TASK OBJECTIVE: Set down exactly the stretch of lines below that opens at the line containing "Phrase: blurred foreground" and continues through the last line of the entries, and nothing else.
--- DATA FOR ANALYSIS ---
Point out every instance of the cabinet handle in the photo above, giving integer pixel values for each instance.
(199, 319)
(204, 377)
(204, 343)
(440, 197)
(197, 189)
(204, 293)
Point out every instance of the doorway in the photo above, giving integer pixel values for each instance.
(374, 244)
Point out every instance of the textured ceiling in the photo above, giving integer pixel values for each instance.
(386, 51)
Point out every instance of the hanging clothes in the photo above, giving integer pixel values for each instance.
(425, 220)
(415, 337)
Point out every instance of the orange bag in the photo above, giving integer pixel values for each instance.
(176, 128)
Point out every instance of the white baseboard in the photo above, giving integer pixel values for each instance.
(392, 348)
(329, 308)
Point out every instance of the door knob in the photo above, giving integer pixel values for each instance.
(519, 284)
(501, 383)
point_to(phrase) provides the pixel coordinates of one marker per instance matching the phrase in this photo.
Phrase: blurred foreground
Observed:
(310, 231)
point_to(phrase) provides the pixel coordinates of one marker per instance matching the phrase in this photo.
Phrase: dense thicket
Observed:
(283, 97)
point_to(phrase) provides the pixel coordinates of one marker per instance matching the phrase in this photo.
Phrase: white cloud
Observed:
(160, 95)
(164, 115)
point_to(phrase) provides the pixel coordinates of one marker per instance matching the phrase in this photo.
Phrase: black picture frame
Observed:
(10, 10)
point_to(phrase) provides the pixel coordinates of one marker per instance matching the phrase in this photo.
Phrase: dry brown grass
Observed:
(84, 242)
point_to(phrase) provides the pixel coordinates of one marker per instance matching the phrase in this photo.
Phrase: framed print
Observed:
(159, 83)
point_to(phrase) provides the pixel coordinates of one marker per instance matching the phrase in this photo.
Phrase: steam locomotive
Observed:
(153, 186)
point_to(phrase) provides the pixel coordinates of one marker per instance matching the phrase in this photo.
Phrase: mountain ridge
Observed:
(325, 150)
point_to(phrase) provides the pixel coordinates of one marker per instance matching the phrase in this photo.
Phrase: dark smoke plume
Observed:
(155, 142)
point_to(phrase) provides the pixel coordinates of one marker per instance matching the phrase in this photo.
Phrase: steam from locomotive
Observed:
---
EXPECTED ANSWER:
Phrase: blurred foreground
Observed:
(310, 231)
point_to(phrase) provides the pixel coordinates of one marker per instance matching the phrase in this photo.
Phrase: dense thicket
Observed:
(283, 97)
point_to(phrase) provides the pixel coordinates of one marker per instance matching the phrase in this photo.
Phrase: white cloud
Observed:
(160, 95)
(164, 115)
point_to(phrase) provides the pixel coordinates of one marker per instance matching the phrase in this photo.
Phrase: black picture frame
Observed:
(10, 10)
point_to(phrase) provides the pixel coordinates of one marker per instance matching the phrase in this photo.
Phrase: dry brown grass
Observed:
(84, 242)
point_to(phrase) provides the pixel coordinates of one marker per instance matching the phrase in this photo.
Phrase: framed print
Observed:
(159, 83)
point_to(phrase) provides the pixel coordinates of one marker per instance matching the phrase in this photo.
Phrase: steam locomotive
Observed:
(153, 186)
point_to(phrase) provides the pixel coordinates of one marker per instance matching the phrase in this photo.
Phrase: mountain ridge
Observed:
(325, 150)
point_to(phrase) provides the pixel coordinates of one marker per instance matching the phrase in this photo.
Phrase: dark smoke plume
Observed:
(155, 142)
point_to(phrase) provides the pixel coordinates of one marker per instance matching the phrase in this photo.
Phrase: steam from locomotive
Observed:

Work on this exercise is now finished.